#### TASKS FOR THIS EXERCISE
1. In the text on the Illinois Trust Code, list the matters a trustee must notify qualified beneficiaries of when no designated representative is acting.
2. From the text on the Illinois Trust Code, reproduce word for word the part that opens with the words containing "Effective January 1, 2020, the" and closes with "standards when applicable.".

#### PAGE

++++++++

Effective January 1, 2020, the new Illinois Trust Code (ITC) will replace the Illinois Trusts and Trustees Act, ushering in several changes of note for fiduciaries. In light of the ITC, fiduciaries and estate planners should review existing revocable and irrevocable trusts and revisit their regular trust administration procedures to ensure that they conform to the new standards when applicable.
Silent Trusts and the Designated Representative
Under the Trusts and Trustees Act, the default rule is that all trustees must account directly to all current income beneficiaries not under a legal disability. For a beneficiary under a legal disability, accountings are to be provided to the representative of the estate of the beneficiary or, if none, to the beneficiary’s spouse, parent, adult child or guardian. 760 ILCS 5/11(e). With the ITC, Illinois joins the growing number of states that have enacted statutes that allow a settlor to waive the duty to account to certain beneficiaries for a period of time, during which the trustee need not disclose the existence, terms or assets of a trust to the beneficiary. This was recently discussed by our lawyers in an article published by Bloomberg, available here.
The ITC offers Illinois settlors the opportunity to create a so-called “silent trust,” by permitting a settlor, directly in the trust instrument, to (1) waive the trustee’s duty to account or provide information about the trust to beneficiaries under age 30, and (2) nominate or authorize any one or more persons to nominate a “designated representative,” a fiduciary to whom the trustee must account and provide required trust information on behalf of the represented beneficiary during the trust’s silent period. The silent period must end, as to each represented beneficiary, when the represented beneficiary attains age 30. The actions of the designated representative bind the represented beneficiary so long as the designated representative does not serve concurrently as trustee.
If no designated representative is acting (or once a designated representative ceases to act), the trustee must notify qualified beneficiaries of (1) the trust’s existence, (2) the beneficiary’s right to request a complete copy of the trust instrument, and (3) whether the beneficiary has the right to receive or request trust accounts. The settlor cannot waive this duty.
Dueling Accounting Standards
The ITC also creates two different trust accounting standards. Which standard the trustee must follow depends on the date a trust is created, whether the trust is revocable or irrevocable, and the date upon which the trust became irrevocable.

++++++++

#### DATASET EXTRACT

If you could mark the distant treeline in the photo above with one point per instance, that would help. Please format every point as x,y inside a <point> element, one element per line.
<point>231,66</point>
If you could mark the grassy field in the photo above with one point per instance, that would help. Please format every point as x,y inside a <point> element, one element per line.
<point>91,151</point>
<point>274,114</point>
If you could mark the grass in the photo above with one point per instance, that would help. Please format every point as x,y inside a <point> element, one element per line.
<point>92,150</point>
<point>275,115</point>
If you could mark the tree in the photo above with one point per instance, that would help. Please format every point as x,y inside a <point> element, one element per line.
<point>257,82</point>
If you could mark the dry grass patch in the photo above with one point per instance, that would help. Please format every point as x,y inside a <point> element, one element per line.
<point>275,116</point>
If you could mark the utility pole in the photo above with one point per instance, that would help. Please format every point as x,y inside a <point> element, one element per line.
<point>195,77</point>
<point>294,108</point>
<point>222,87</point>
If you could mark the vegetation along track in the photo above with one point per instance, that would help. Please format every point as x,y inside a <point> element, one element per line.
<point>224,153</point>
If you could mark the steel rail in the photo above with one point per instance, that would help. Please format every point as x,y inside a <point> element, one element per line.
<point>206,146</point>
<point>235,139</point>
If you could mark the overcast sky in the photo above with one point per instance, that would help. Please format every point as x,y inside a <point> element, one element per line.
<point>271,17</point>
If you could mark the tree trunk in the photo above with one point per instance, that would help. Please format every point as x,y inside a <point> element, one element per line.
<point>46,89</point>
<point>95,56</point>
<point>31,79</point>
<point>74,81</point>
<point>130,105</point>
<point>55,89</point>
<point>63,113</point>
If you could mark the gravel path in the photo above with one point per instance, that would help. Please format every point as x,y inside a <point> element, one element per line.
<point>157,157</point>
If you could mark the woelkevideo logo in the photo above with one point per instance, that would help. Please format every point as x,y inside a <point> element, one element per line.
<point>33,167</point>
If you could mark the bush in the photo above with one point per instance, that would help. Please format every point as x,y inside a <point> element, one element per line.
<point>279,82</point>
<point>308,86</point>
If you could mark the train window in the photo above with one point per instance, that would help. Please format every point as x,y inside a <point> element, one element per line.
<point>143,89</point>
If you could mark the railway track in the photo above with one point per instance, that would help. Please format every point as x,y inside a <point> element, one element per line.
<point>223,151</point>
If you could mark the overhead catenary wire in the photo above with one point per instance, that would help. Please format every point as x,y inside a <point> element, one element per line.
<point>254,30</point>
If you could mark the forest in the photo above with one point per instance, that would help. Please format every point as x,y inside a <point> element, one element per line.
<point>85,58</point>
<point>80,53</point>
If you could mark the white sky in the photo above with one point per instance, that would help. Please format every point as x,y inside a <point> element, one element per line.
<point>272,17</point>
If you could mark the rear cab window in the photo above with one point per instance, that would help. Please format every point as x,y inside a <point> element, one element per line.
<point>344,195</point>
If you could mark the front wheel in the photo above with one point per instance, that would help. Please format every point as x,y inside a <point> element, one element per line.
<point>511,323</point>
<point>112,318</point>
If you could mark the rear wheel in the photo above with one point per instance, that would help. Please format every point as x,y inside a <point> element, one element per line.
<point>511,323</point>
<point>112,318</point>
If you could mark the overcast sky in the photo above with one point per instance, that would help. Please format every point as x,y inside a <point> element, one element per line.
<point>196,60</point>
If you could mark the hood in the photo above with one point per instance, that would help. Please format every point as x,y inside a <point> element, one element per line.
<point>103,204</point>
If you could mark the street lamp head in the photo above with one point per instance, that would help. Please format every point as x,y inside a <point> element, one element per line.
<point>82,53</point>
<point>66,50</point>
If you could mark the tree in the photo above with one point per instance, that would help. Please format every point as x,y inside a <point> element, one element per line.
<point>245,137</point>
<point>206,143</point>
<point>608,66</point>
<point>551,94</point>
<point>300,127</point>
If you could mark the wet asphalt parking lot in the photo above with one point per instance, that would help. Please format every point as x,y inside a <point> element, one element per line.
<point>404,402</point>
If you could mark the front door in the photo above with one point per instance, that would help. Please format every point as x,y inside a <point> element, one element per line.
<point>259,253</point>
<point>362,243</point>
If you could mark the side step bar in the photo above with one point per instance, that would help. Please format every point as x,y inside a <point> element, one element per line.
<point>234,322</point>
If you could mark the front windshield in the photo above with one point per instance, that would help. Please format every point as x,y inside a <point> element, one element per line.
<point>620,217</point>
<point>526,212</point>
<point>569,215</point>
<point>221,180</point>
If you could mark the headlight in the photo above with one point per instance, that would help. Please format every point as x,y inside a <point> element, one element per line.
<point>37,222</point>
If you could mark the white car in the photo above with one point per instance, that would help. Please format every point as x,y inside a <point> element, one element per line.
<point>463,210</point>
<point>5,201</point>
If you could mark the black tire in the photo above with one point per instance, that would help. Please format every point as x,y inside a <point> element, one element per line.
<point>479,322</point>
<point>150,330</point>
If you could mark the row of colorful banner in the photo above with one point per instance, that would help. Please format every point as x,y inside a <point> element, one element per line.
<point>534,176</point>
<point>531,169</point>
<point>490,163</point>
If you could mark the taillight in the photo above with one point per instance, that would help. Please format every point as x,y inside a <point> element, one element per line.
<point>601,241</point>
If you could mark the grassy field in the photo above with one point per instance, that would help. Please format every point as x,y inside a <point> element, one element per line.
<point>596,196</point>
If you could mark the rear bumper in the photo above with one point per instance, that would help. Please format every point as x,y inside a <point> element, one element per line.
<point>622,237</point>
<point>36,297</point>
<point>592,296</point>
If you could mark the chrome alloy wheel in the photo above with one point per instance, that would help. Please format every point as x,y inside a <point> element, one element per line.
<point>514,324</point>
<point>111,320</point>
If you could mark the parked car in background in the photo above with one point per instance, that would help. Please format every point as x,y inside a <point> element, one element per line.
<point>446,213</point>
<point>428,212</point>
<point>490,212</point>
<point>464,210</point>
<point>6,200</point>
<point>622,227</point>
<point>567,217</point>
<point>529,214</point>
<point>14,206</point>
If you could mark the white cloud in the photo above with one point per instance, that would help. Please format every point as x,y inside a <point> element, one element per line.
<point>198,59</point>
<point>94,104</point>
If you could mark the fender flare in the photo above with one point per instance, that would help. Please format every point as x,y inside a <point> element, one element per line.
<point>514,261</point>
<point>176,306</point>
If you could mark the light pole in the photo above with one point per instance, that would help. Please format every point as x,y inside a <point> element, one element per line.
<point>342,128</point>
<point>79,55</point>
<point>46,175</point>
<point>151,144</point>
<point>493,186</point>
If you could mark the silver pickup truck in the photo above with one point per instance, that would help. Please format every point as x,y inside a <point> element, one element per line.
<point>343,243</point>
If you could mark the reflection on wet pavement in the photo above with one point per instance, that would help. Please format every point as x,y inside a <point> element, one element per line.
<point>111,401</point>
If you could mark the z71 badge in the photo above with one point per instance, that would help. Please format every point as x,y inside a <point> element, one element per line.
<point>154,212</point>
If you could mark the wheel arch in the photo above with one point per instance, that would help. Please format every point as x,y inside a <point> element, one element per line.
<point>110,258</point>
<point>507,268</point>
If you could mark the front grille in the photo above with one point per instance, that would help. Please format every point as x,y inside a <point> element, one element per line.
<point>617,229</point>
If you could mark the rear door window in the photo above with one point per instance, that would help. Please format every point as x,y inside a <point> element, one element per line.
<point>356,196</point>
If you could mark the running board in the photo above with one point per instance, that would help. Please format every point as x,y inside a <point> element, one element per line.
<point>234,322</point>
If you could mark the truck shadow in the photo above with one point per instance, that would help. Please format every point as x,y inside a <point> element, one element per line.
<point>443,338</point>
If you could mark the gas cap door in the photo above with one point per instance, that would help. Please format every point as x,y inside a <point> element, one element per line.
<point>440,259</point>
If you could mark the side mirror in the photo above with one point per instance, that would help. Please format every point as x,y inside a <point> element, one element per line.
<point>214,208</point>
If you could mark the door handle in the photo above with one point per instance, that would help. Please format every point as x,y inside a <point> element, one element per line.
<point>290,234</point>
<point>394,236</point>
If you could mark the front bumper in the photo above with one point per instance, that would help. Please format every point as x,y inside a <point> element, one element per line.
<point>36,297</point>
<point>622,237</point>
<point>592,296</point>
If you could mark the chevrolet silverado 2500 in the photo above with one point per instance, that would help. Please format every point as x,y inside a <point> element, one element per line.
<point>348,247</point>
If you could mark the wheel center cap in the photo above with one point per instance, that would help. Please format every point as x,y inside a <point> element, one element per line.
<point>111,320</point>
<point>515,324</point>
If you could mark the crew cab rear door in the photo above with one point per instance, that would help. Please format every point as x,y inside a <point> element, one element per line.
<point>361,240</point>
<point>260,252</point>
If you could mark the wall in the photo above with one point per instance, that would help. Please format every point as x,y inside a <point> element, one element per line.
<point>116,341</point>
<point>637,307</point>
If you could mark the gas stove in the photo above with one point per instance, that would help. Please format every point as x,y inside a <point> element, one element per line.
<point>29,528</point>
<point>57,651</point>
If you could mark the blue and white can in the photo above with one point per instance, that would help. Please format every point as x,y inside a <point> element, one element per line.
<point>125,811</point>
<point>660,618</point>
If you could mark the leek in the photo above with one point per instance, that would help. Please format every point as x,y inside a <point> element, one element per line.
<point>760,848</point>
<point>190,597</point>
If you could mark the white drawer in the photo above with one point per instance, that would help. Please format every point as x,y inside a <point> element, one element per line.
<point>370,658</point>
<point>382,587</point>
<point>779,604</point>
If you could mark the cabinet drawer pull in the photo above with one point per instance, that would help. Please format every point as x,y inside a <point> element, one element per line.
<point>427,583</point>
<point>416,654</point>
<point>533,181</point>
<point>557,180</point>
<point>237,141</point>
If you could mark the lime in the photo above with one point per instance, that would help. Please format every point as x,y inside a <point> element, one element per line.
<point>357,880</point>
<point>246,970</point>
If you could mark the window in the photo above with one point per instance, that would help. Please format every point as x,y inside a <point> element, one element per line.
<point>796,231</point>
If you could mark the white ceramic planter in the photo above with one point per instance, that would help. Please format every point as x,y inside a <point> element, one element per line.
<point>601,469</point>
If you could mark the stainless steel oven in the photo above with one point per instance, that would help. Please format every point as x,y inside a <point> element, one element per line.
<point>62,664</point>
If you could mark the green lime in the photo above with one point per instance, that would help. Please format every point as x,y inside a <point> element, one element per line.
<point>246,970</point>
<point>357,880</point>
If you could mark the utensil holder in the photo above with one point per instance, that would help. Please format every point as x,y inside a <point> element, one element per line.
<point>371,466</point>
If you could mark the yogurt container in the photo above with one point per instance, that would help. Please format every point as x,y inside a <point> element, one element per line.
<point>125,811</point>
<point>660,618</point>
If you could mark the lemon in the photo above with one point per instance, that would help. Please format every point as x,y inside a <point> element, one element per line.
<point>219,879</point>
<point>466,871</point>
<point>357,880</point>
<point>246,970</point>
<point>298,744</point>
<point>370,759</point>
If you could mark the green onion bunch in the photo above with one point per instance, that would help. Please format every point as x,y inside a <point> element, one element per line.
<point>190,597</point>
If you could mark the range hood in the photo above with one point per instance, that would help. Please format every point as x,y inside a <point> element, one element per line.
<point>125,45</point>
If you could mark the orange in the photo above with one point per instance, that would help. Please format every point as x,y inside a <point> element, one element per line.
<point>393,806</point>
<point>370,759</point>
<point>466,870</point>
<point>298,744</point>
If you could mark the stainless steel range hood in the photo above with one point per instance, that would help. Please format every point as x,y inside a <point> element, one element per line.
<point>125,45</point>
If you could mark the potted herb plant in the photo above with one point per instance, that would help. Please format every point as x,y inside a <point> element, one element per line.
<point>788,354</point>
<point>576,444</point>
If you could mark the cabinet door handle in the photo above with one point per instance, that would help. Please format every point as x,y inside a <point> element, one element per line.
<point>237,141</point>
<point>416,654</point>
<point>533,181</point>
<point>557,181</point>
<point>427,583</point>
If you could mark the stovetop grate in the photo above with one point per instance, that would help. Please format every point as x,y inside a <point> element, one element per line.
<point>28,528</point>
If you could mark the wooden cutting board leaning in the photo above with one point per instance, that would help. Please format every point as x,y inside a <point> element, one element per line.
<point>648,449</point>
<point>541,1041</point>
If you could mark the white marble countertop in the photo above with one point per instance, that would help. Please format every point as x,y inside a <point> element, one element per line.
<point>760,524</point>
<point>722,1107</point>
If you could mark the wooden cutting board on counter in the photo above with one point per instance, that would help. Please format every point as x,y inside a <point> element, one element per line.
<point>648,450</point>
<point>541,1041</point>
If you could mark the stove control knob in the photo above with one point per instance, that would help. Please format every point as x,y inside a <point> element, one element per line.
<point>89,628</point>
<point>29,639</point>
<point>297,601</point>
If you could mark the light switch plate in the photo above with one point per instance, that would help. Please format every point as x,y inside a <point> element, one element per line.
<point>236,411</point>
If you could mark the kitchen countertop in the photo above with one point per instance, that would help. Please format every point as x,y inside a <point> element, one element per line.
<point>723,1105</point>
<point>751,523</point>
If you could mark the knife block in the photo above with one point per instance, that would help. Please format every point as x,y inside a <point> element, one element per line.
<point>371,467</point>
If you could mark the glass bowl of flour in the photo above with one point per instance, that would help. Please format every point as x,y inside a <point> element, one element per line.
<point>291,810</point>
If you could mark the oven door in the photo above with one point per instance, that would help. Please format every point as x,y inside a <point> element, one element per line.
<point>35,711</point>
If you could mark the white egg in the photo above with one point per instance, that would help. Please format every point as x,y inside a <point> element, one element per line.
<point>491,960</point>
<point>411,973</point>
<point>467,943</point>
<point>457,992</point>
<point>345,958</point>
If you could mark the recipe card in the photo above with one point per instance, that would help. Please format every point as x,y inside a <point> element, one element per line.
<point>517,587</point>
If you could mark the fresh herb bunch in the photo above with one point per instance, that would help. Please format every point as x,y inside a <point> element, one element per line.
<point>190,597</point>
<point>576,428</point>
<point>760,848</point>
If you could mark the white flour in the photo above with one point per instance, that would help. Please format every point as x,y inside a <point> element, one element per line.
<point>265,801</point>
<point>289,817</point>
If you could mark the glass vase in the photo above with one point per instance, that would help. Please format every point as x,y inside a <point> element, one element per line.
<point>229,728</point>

++++++++

#### PER-TASK OUTPUTS
1.
- The trust's existence
- The beneficiary's right to request a complete copy of the trust instrument
- Whether the beneficiary has the right to receive or request trust accounts

2.
Effective January 1, 2020, the new Illinois Trust Code (ITC) will replace the Illinois Trusts and Trustees Act, ushering in several changes of note for fiduciaries. In light of the ITC, fiduciaries and estate planners should review existing revocable and irrevocable trusts and revisit their regular trust administration procedures to ensure that they conform to the new standards when applicable.